Switch "Inspect" to "Examine" in the items from the line with "find is footpath." to the line with "[543,131,691,184]", leaving everything else unchanged, and give back only those lines.

**Available records**
-------

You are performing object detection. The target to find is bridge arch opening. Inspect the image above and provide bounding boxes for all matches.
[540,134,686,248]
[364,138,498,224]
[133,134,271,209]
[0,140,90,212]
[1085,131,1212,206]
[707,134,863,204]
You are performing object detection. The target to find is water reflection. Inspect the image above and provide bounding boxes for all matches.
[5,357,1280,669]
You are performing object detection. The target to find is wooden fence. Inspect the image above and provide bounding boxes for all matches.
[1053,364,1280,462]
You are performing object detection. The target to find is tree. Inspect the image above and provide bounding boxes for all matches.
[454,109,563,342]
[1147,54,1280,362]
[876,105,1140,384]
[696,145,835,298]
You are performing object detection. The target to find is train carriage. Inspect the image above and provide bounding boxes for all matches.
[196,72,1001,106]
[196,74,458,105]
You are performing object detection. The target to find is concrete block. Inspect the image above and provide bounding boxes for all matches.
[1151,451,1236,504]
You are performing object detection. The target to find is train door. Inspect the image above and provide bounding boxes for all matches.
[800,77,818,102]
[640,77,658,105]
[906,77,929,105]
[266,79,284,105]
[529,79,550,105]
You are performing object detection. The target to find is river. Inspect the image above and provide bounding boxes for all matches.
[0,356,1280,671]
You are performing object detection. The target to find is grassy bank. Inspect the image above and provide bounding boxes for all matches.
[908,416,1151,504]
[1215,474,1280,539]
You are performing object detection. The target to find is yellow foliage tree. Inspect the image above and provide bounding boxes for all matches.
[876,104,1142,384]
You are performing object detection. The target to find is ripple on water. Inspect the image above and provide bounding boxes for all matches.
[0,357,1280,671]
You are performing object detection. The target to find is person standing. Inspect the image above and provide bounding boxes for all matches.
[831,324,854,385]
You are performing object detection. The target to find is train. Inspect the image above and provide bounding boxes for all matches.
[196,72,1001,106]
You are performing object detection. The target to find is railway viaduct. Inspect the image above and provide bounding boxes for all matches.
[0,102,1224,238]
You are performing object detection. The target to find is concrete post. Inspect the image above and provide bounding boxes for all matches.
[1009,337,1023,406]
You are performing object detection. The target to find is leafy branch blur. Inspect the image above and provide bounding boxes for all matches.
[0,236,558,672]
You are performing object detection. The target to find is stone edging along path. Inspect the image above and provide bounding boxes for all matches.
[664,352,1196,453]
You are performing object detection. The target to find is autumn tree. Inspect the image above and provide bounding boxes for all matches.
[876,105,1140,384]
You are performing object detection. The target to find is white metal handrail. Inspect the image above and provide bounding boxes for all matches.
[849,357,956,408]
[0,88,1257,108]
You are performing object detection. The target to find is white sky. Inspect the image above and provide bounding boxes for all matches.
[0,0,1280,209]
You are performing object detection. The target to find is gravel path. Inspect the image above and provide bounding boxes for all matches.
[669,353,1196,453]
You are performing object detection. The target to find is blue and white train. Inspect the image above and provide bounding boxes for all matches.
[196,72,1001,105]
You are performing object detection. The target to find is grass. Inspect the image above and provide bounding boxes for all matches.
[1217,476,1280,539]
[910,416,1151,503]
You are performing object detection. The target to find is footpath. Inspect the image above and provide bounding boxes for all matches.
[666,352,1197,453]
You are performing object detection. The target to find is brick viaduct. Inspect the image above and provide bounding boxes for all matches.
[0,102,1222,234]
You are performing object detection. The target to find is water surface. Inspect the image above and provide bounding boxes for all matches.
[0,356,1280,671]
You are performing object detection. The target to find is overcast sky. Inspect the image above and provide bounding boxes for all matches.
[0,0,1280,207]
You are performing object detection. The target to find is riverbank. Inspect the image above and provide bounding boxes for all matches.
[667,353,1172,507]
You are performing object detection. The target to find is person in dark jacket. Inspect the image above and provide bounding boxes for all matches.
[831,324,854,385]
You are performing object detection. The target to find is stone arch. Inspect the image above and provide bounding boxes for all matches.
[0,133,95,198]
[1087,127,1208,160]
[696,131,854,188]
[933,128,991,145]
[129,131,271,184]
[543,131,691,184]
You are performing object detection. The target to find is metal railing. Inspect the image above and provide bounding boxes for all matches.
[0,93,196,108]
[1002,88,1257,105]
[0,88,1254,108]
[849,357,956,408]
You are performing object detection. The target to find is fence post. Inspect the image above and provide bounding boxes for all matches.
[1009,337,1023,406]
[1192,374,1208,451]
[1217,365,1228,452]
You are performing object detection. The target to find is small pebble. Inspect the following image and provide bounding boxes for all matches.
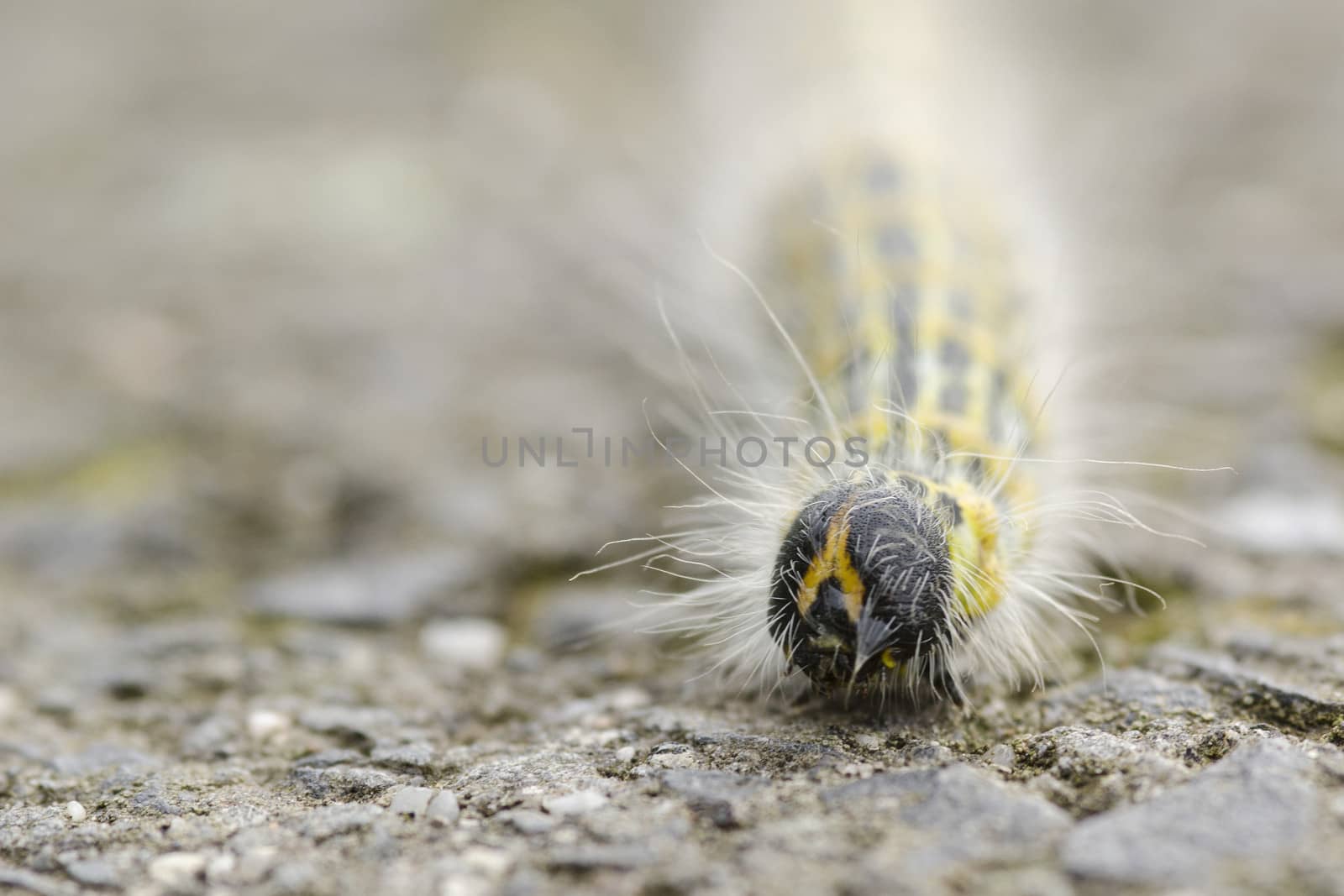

-------

**Problem solution**
You are performing object detection. The target to find is footpath. Examine the image above and provide bounding boxes for all matches.
[666,352,1197,453]
You are performing object detection. The target to find is brick viaduct. Examine the image above and provide bounding boxes for all matches.
[0,102,1222,234]
You are performing object detection. The target to find is water surface. Examine the image above and provide bounding boxes for all matches.
[0,356,1280,671]
You are performing object detection. The target to find is overcast sky. Examine the image above and provide bounding boxes for all matches.
[0,0,1280,207]
You are performing object detection. The target to find is riverbank. Examine the image above and provide bounding boxes for all matches.
[667,353,1172,507]
You are performing object detection. The target to find is person in dark jacket. Examine the image above and provide bounding boxes for all matches.
[831,324,854,385]
You are performing object detection. The target to find is stone arch. Examine the image above and provide bounding boxes for all matches.
[0,133,95,198]
[1087,127,1208,160]
[696,131,854,188]
[933,128,991,145]
[129,131,271,184]
[543,131,691,184]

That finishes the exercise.